## What to do
• A. In the rally article, rewrite the stretch from "Next in the" through "levels of play.", replacing "final scoring" with "final tally".
• B. Answer these questions using the rally article.
(i) Which hospital receives the registration fee for the "Cold Turkey" rally?
(ii) How many vehicles may a typical event draw?
(iii) How long may it take to write and de-bug a set of rally instructions?

## Page extract

Driving by, you might wonder if you’ve stumbled on a gathering of somewhat indiscreet spies.
It’s night, the parking lot of an otherwise deserted municipal park is filled with cars, each with at least two people inside carefully examining documents by flashlight, making notes and discussing strategy in subdued voices.
One by one, they start their cars and drive away, all heading in the same direction.
Scavenger Hunt on Wheels
The future of nations is hardly at stake, but rather the outcome of a complex and challenging game: a skill/gimmick rally? No, it’s not your usual high-speed auto race. In the words of rally master Craig Conjoyan, “in reality it’s a sort of automotive scavenger hunt in which the driver and navigator match wits with the person who wrote the rally.”
Tonight, a “Cold Turkey” rally devised by Conjoyan will start at Balboa Sports Center parking lot in Encino. Registration takes place from 6:30 to 9 p.m. A $10 fee per car will be donated to the Childrens Hospital of Los Angeles. Information: (818) 706-1097.
Participating in the rally is simple, Conjoyan says. You drive up, sign up and get your instructions. For first-timers, there’s a special class to explain the rules and answer any questions. You drive your own car, at posted legal speeds, over public roads and highways. Along the way, you must interpret instructions, look for landmarks and answer written questions. The team making the fewest mistakes is the winner.
“All the evening’s action takes place in a single residential neighborhood,” Conjoyan adds. “Afterward, everybody winds up at a pizza parlor where we find out how we did and pass out the trophies. It seems a simple thing to do, but after you’ve spent the evening matching wits with an unseen but highly intelligent adversary, it’s a rare person who doesn’t feel a sense of accomplishment.”
More than 15 skill/gimmick rallies are held annually in Los Angeles, most taking off from the Balboa Sports Center parking lot, a quarter-mile north of U.S. 101 (Ventura Freeway) on Balboa Boulevard, in the Sepulveda Dam Recreation Area. The typical event may draw as many as 150 vehicles and teams, take about three hours and involve driving about 30 miles. The equipment required is no more sophisticated than a flashlight, a clipboard, a couple of pencils and a map. The driver can proceed entirely at his/her own pace. No timing is involved. A minimum of two people is needed: one to drive, the other to navigate.
Beginner to Advanced Levels
“All rallies have a beginner and advanced version, so everyone participates at a level of difficulty appropriate to his/her skill and experience,” Conjoyan explains. “A beginner course has simple instructions and traps that require a little thought, but even someone who’s never done it before can get through it and have a good time. After you achieve a certain level of proficiency, it becomes like playing mental chess against the rally master on a board 10 miles square.”
An example of the sort of trickery rally masters indulge in may be illustrated in the clue that reads: “Observe all speed limits. There will be no race or chase tonight.” At some point, an instruction may advise making a left turn at the next opportunity. The next street is Chase Street and recalling the “no race and chase” instruction, you decide to ignore it and turn left on the next one. You’re correct.
Next in the beginner-level instructions would be the question: “What is the name of the street on which you are traveling?” If you answer “Chase,” you are credited with an error in the final scoring. If you had actually turned on Chase Street, eventually it would have deposited you back onto the proper route. Things get considerably more complex at the upper levels of play.
“It’s not impossible to get lost on a rally,” Conjoyan says, “but we take great pains when writing the instructions to make sure that even if you make a mistake, you wind up back on course. That’s why it may take as much as six months to write and de-bug a set of rally instructions. Anybody who can write a rally could teach Sherlock Holmes something about deductive reasoning.”

Saved data entries:
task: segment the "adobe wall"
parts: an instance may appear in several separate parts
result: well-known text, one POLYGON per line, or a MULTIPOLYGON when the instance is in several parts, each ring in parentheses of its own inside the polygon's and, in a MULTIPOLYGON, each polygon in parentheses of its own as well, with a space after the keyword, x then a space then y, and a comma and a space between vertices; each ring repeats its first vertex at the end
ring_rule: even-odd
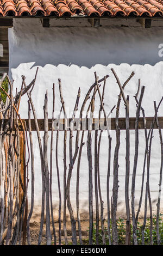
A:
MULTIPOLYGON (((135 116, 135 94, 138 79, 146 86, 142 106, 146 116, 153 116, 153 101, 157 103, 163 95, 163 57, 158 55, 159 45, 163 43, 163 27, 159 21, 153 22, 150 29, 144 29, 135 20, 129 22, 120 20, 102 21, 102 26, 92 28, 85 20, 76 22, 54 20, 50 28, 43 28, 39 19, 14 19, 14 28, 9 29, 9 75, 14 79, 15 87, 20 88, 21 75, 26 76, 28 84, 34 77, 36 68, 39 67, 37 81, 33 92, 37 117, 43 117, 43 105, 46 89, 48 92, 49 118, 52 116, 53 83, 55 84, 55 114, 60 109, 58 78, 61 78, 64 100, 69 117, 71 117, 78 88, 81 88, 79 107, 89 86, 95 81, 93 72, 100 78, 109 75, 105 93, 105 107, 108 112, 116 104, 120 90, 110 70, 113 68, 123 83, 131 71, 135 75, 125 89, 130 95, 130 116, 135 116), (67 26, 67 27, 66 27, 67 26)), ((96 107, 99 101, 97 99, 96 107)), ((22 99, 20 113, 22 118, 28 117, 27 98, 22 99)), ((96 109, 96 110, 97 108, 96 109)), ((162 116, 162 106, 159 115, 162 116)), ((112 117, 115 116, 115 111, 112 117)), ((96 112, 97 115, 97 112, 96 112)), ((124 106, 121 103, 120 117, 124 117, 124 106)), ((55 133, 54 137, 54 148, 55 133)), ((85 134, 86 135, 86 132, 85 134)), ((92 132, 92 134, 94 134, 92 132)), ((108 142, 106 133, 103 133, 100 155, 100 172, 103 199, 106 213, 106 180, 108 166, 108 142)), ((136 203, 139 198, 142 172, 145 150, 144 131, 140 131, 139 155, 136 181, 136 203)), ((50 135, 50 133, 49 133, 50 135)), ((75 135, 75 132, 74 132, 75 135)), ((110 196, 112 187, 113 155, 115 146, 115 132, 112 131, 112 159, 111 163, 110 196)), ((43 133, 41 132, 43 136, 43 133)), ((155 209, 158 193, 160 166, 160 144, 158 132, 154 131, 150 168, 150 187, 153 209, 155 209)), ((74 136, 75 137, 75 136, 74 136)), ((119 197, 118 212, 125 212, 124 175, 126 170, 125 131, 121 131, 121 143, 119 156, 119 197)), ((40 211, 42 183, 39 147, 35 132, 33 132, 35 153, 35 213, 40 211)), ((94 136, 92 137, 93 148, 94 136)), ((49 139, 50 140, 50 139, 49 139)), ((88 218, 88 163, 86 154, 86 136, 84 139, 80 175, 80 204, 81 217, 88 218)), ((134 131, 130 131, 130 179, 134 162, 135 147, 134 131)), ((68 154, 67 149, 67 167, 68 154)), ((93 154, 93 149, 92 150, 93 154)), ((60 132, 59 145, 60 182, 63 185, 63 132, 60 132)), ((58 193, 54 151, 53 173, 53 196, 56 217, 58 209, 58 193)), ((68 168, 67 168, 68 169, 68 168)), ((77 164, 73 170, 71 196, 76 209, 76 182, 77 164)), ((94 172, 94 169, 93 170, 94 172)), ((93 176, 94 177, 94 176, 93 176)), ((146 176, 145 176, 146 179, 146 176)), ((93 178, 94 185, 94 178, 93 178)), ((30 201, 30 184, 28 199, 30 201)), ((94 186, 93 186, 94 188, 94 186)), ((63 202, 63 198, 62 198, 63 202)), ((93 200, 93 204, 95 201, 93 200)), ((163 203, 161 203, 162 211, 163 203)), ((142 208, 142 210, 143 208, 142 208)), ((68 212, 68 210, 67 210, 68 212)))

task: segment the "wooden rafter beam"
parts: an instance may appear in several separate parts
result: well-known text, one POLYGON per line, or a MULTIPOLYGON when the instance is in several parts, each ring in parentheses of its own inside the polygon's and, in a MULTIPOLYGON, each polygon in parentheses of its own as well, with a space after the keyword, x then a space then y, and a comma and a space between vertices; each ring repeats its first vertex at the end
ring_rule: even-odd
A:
* * *
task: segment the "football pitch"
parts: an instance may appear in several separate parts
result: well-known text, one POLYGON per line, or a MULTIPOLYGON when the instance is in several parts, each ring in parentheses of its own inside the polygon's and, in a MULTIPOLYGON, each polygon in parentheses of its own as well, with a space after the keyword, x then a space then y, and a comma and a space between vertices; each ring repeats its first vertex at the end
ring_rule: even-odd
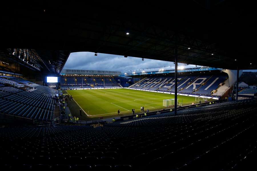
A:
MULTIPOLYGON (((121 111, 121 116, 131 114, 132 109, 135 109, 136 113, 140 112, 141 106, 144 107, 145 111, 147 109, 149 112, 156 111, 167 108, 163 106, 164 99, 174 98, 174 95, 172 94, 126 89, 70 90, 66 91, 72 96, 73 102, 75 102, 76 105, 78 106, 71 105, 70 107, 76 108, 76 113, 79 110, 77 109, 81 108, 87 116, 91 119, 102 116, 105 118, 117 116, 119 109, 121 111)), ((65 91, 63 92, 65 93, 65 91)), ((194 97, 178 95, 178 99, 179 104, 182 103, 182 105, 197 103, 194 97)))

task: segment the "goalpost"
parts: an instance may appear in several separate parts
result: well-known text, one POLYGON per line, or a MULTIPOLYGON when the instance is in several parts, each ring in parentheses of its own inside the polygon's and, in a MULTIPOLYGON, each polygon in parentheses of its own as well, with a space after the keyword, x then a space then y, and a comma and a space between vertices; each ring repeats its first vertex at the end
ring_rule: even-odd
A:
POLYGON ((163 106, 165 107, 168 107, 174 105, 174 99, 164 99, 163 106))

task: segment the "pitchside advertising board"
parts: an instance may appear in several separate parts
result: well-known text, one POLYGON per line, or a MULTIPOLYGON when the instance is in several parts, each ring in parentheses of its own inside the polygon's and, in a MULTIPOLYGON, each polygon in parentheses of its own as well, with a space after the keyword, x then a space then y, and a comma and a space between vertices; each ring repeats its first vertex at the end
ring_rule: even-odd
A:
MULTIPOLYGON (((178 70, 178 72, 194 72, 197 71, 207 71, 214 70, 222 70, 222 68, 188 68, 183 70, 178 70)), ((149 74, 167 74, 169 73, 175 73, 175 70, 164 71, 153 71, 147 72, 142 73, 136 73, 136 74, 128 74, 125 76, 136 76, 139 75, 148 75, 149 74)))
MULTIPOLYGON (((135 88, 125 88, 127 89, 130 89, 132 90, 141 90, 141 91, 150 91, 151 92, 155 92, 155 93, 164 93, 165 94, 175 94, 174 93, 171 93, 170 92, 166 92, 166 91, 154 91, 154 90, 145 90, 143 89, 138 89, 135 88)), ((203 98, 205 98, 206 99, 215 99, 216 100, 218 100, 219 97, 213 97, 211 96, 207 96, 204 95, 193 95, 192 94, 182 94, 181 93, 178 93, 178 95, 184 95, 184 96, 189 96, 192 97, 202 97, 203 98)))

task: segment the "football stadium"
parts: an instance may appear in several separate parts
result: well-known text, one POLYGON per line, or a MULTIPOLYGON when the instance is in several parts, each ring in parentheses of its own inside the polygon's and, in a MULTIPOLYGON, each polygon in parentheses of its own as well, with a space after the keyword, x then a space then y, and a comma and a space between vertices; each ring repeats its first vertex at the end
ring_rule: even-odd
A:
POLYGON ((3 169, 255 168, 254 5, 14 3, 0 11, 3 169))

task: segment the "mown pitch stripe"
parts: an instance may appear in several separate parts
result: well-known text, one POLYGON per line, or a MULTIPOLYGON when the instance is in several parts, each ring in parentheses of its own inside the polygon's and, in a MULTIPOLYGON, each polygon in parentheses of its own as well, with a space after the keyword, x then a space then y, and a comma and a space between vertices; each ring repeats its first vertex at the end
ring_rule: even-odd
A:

## Your written answers
• A.
Next in the beginner-level instructions would be the question: “What is the name of the street on which you are traveling?” If you answer “Chase,” you are credited with an error in the final tally. If you had actually turned on Chase Street, eventually it would have deposited you back onto the proper route. Things get considerably more complex at the upper levels of play.

• B.
(i) The Childrens Hospital of Los Angeles
(ii) As many as 150
(iii) As much as six months